**Exercise set**
• A. Name every person or group credited in the personnel section of the song article, each with the role listed for them.
• B. Reproduce the lines of the records starting at the beginning of the records and ending at the line that contains "box: [427, 16, 500, 240]", leaving the picture out of your answer.

──────── Exercise passage

On the Oricon Singles Chart, "Shūketsu no Sono e" debuted at its peak of number seven for the week dated May 4, 2009, selling 14,865 copies in its first week. The single remained on the weekly chart for 24 weeks and sold 43,588 copies. It also topped Recochoku's 2009 annual Anime/Game Full ranking, which covered the period from December 1, 2008, to November 30, 2009. The Recording Industry Association of Japan (RIAJ) certified the song Gold for 100,000 downloads in May 2009. The association upgraded the song to Platinum for 250,000 downloads in June 2010 and to Double Platinum for 500,000 downloads in January 2015. In 2023, "Shūketsu no Sono e" ranked eighth among the most frequently performed songs by voice actors on Daiichikosho's DAM karaoke system, based on performances recorded from January through March.

== Track listing ==

CD single/digital release track listing
| No. | Title | Length |
|---|---|---|
| 1. | "Shūketsu no Sono e" | 5:03 |
| 2. | "Shūketsu no Sono e" (Ayanami ver.) | 5:30 |
| 3. | "Shūketsu no Sono e" (off vocal version) | 5:03 |
| 4. | "Shūketsu no Sono e" (Ayanami ver. (off vocal version)) | 5:28 |

== Personnel==
Credits adapted from the liner notes of the CD single.

- Megumi Hayashibara – vocals
- Gō Takahashi – arrangements
- Takahiro Shutō – guitar
- Yoshiaki Kanamori – bass
- Gen Ittetsu Strings – strings
- Keiji Kondō – recording, mixing
- Hiroyuki Tsuji – mastering
- Toshimichi Ōtsuki – executive producer

== Charts ==

=== Weekly charts ===

Weekly chart performance for "Shūketsu no Sono e" (2009)
| Chart (2009) | Peak position |
|---|---|
| Japan (Oricon) | 7 |
| Japan Hot 100 (Billboard Japan) | 39 |
| Japan Top Singles Sales (Billboard Japan) | 8 |

=== Year-end charts ===

Year-end chart performance for "Shūketsu no Sono e"
| Chart (2009) | Position |
|---|---|
| Japan (Oricon) | 150 |

== Certifications ==

| Region | Certification | Certified units/sales |
| Japan (RIAJ) Digital | 2× Platinum | 500,000^{*} |
^{*} Sales figures based on certification alone.

────────────────
──────── Raw data

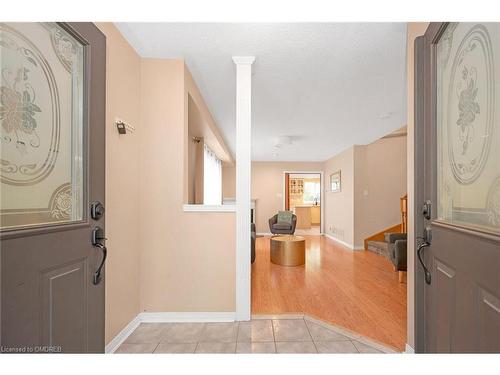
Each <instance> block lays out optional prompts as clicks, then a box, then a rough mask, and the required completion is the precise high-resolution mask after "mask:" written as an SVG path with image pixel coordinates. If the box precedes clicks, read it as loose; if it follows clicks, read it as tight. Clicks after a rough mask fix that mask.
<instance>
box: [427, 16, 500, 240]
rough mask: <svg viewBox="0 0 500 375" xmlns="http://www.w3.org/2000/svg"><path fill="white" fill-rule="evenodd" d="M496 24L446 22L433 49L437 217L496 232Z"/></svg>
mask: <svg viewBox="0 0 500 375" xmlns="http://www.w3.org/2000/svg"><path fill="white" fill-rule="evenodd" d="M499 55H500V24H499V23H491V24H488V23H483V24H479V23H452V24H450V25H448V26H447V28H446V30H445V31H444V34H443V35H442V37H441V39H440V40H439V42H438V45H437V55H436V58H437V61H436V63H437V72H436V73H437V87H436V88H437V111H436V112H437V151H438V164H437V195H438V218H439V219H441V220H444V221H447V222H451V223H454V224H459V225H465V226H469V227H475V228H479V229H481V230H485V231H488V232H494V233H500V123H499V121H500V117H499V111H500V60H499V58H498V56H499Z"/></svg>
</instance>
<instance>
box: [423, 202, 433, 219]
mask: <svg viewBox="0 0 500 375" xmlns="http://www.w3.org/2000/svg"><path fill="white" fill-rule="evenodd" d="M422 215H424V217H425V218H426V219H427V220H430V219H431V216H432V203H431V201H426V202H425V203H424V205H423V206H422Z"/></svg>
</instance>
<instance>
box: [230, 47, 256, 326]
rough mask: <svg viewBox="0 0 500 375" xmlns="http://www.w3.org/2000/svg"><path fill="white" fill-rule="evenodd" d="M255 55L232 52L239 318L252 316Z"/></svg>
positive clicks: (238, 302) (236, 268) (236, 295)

────────────────

**Numbered responses**
• A.
- Megumi Hayashibara: vocals
- Gō Takahashi: arrangements
- Takahiro Shutō: guitar
- Yoshiaki Kanamori: bass
- Gen Ittetsu Strings: strings
- Keiji Kondō: recording, mixing
- Hiroyuki Tsuji: mastering
- Toshimichi Ōtsuki: executive producer

• B.
Each <instance> block lays out optional prompts as clicks, then a box, then a rough mask, and the required completion is the precise high-resolution mask after "mask:" written as an SVG path with image pixel coordinates. If the box precedes clicks, read it as loose; if it follows clicks, read it as tight. Clicks after a rough mask fix that mask.
<instance>
box: [427, 16, 500, 240]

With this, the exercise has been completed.